▸ **THE TASK**
Nothing but the lines below between the line holding "Target: sidewalk" and the line holding "Target: white book page", inclusive, should appear in the answer, each set down exactly.

▸ **INFORMATION GIVEN**
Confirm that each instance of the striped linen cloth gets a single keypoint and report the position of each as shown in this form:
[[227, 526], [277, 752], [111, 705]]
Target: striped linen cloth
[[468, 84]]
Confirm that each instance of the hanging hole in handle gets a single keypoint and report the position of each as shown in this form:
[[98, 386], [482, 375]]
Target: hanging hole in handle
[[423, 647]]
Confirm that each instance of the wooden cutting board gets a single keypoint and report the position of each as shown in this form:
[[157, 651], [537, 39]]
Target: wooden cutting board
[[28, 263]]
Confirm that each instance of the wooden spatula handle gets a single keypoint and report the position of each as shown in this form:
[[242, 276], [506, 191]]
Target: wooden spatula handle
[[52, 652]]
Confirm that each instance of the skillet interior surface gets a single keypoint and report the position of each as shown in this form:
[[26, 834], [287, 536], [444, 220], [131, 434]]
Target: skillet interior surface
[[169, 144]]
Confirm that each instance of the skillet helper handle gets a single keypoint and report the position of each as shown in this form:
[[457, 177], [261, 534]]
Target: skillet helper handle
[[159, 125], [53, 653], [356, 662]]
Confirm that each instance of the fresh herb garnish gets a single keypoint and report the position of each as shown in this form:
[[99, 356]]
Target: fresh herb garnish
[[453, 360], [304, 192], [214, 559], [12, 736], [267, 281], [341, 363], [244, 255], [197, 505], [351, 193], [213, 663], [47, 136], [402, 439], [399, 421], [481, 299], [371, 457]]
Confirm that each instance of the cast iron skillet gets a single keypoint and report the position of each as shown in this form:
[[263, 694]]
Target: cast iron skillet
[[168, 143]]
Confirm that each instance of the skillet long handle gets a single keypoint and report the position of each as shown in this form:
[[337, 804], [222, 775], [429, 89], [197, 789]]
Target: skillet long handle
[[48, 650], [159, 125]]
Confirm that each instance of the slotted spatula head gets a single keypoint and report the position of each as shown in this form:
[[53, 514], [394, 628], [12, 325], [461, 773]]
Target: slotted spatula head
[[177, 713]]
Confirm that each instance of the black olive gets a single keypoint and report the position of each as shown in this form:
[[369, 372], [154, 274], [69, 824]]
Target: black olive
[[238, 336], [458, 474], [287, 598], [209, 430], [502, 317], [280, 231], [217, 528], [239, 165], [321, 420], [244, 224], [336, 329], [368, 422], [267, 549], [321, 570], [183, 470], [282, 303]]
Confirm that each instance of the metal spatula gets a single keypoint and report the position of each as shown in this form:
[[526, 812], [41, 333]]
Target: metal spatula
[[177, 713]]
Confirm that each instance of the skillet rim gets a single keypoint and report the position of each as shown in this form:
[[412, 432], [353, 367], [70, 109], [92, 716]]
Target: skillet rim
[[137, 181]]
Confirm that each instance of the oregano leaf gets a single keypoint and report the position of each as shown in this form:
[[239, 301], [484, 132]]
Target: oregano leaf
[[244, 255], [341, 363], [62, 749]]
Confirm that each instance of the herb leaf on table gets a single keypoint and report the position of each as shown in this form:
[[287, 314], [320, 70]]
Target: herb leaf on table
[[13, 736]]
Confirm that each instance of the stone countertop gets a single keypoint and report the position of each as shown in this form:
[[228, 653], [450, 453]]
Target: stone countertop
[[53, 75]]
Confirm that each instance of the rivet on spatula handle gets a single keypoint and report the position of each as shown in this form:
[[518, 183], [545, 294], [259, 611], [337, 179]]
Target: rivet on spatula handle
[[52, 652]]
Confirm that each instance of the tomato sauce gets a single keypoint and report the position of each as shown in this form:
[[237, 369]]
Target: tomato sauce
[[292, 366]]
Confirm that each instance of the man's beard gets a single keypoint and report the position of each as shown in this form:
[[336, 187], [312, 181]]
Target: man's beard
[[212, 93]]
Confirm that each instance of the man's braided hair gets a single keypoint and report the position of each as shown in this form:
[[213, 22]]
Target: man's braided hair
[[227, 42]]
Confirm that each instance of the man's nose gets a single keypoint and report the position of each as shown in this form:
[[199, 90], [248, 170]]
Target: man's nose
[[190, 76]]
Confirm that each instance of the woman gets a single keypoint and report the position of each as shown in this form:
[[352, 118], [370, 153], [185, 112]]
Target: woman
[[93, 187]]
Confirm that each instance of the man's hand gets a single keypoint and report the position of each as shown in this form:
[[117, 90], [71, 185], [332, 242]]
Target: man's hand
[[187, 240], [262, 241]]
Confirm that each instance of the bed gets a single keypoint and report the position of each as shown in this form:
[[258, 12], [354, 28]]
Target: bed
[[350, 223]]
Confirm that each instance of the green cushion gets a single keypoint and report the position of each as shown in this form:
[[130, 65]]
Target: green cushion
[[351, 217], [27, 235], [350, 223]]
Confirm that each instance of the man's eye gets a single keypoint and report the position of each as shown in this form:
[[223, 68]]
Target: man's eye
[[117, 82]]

* * *

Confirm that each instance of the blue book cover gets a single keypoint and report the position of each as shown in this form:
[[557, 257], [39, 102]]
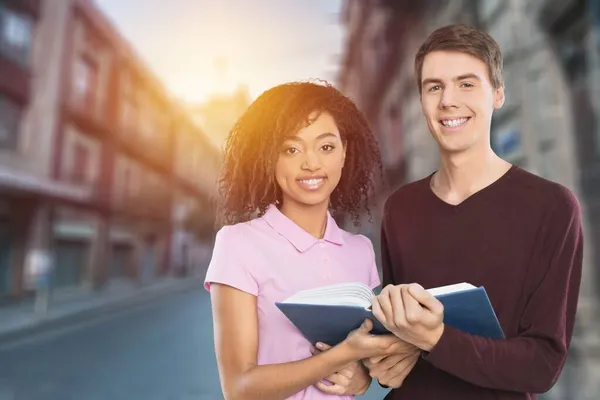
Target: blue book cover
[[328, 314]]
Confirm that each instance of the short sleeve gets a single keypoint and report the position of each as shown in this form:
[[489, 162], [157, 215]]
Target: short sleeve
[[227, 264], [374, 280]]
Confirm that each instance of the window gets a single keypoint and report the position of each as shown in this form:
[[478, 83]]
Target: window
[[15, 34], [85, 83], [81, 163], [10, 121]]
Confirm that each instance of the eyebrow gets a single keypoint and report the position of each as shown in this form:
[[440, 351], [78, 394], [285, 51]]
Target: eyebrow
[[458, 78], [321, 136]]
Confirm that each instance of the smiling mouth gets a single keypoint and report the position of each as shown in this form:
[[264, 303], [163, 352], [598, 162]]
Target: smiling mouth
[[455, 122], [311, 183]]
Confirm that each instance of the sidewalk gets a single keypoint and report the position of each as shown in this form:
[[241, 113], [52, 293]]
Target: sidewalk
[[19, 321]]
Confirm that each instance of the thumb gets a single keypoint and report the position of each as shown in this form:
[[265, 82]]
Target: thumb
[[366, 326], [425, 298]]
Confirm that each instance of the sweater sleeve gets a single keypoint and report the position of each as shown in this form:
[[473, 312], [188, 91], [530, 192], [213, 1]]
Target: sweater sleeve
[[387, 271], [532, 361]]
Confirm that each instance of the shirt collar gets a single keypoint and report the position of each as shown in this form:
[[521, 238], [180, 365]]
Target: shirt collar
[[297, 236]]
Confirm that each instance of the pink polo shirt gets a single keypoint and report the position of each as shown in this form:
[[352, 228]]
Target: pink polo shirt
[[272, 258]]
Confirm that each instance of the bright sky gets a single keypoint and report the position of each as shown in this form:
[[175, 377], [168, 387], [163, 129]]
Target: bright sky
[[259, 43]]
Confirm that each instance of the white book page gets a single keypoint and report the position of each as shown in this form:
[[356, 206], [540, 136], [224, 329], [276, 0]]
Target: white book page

▸ **RESULT OF THE EXERCISE**
Target: sidewalk
[[19, 321]]
Confirm that each instance of the thumb gets a single keypoint and report the position of each as shown in this form:
[[265, 82]]
Target: thumb
[[366, 326], [425, 298]]
Confirm that each instance of the sweater sleeve gets a single keypoint and report the position of each as shown in this form:
[[473, 312], [188, 91], [530, 192], [213, 1]]
Target: sweater sleeve
[[387, 271], [532, 361]]
Confirm that each instance of the shirt collar gets a single keypoint and report the position of each as shown in this form:
[[521, 238], [180, 365]]
Target: shirt collar
[[297, 236]]
Confirm that each instance of the pink polo shirt gets a single keypoint and report the position of each as shown in this form:
[[352, 228]]
Target: pink polo shirt
[[272, 258]]
Confirm that each instance of the bright sky gets a single keypoint and report the position of each as shown in this form:
[[175, 377], [168, 387], [163, 129]]
Target: bright sky
[[259, 43]]
Confirm that each instance of the white book page gets a single keypoint and report the position of each as shown in this form:
[[356, 206], [540, 136], [224, 329], [276, 0]]
Target: white book page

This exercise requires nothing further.